- **Brief**: Below are some records; output all of them exactly as they read.

- **Dataset entries**:
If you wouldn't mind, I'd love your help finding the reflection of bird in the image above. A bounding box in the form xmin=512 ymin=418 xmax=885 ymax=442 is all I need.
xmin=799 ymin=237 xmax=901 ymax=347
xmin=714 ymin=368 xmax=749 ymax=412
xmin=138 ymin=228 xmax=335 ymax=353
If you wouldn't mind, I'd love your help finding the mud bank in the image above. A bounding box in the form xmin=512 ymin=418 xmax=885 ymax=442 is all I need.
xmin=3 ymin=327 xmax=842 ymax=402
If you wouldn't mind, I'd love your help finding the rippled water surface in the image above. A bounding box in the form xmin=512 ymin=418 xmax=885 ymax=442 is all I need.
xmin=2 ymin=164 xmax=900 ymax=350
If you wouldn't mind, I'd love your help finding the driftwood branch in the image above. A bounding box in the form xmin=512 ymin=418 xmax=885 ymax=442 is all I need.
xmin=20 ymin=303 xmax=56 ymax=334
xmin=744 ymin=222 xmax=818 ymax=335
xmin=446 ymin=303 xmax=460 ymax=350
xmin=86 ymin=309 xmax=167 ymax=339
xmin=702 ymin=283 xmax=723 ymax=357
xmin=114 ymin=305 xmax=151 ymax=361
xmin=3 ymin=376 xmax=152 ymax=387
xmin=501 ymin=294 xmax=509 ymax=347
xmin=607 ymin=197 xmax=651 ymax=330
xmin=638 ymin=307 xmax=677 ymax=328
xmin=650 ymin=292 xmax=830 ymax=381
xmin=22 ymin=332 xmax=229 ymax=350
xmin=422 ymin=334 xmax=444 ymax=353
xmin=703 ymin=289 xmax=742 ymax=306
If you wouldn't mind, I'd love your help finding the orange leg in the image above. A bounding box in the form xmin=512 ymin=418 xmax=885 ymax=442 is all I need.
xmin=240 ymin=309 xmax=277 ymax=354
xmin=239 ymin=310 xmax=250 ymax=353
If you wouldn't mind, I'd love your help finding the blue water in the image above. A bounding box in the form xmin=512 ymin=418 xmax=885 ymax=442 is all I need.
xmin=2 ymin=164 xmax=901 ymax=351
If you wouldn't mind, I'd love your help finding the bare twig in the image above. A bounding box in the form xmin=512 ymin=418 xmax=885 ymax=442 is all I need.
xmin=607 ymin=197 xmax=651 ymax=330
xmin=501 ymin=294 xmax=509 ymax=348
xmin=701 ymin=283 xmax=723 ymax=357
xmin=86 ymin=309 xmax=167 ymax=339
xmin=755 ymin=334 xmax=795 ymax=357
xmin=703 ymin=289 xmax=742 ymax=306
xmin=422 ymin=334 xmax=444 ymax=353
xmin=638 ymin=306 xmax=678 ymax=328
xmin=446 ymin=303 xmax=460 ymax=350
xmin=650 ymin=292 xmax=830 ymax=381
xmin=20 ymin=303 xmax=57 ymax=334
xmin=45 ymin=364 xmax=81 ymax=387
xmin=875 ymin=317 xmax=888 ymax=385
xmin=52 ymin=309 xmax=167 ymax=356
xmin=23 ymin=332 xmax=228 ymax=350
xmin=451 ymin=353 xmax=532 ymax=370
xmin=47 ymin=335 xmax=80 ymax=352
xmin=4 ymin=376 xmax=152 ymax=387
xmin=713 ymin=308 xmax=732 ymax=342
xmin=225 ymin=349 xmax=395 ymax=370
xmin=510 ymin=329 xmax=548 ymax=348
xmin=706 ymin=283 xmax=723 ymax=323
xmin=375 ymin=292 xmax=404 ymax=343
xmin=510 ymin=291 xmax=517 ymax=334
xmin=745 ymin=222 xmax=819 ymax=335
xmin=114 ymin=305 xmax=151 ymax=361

- **Answer**:
If you wouldn't mind, I'd love your help finding the reflection of bird in the image above. A bounding box in the form xmin=512 ymin=418 xmax=885 ymax=442 is all I need.
xmin=799 ymin=237 xmax=901 ymax=347
xmin=714 ymin=368 xmax=749 ymax=412
xmin=138 ymin=228 xmax=335 ymax=353
If you wouldn't mind, I'd love your help finding the mud bank in the image above. A bounding box in the form xmin=512 ymin=418 xmax=885 ymax=442 is all I need.
xmin=3 ymin=327 xmax=842 ymax=402
If you wouldn't mind, I'd love your help finding the rippled water surface in the image above. A bounding box in the form xmin=512 ymin=418 xmax=885 ymax=442 is all I need.
xmin=2 ymin=164 xmax=900 ymax=350
If you wouldn't mind, I'd love your help finding the driftwood branch in the image above. A bounding box in the form xmin=512 ymin=418 xmax=885 ymax=442 is all I need.
xmin=20 ymin=303 xmax=56 ymax=334
xmin=744 ymin=222 xmax=818 ymax=335
xmin=446 ymin=303 xmax=460 ymax=350
xmin=86 ymin=309 xmax=167 ymax=339
xmin=702 ymin=283 xmax=723 ymax=357
xmin=114 ymin=305 xmax=151 ymax=361
xmin=3 ymin=376 xmax=152 ymax=387
xmin=501 ymin=294 xmax=509 ymax=347
xmin=607 ymin=197 xmax=651 ymax=330
xmin=638 ymin=307 xmax=677 ymax=328
xmin=650 ymin=292 xmax=830 ymax=381
xmin=22 ymin=332 xmax=229 ymax=350
xmin=422 ymin=334 xmax=444 ymax=353
xmin=703 ymin=289 xmax=742 ymax=306
If you wouldn't mind, I'd love your help finding the orange leg in the image above. A bounding box in the form xmin=512 ymin=418 xmax=885 ymax=442 is all I need.
xmin=240 ymin=309 xmax=277 ymax=354
xmin=239 ymin=310 xmax=250 ymax=353
If you wouldn't mind, I'd love your help finding the blue water in the image above. A bounding box in the form xmin=512 ymin=418 xmax=885 ymax=442 is all I need.
xmin=2 ymin=164 xmax=901 ymax=351
If you wouldn't mind, I'd love your help finding the bare twig in the image above. A bounding box in the form xmin=512 ymin=418 xmax=885 ymax=442 is all I need.
xmin=607 ymin=197 xmax=651 ymax=330
xmin=501 ymin=294 xmax=509 ymax=348
xmin=701 ymin=283 xmax=723 ymax=357
xmin=86 ymin=309 xmax=167 ymax=339
xmin=755 ymin=334 xmax=795 ymax=357
xmin=703 ymin=289 xmax=742 ymax=306
xmin=422 ymin=334 xmax=444 ymax=353
xmin=638 ymin=306 xmax=678 ymax=328
xmin=446 ymin=303 xmax=460 ymax=350
xmin=650 ymin=292 xmax=830 ymax=381
xmin=20 ymin=303 xmax=57 ymax=334
xmin=45 ymin=364 xmax=81 ymax=387
xmin=875 ymin=317 xmax=888 ymax=385
xmin=52 ymin=309 xmax=167 ymax=356
xmin=23 ymin=332 xmax=228 ymax=350
xmin=451 ymin=353 xmax=532 ymax=370
xmin=47 ymin=335 xmax=80 ymax=352
xmin=4 ymin=376 xmax=152 ymax=387
xmin=713 ymin=308 xmax=732 ymax=342
xmin=225 ymin=349 xmax=395 ymax=370
xmin=510 ymin=329 xmax=548 ymax=348
xmin=706 ymin=283 xmax=723 ymax=323
xmin=375 ymin=292 xmax=404 ymax=343
xmin=510 ymin=291 xmax=517 ymax=334
xmin=745 ymin=222 xmax=819 ymax=335
xmin=114 ymin=305 xmax=151 ymax=361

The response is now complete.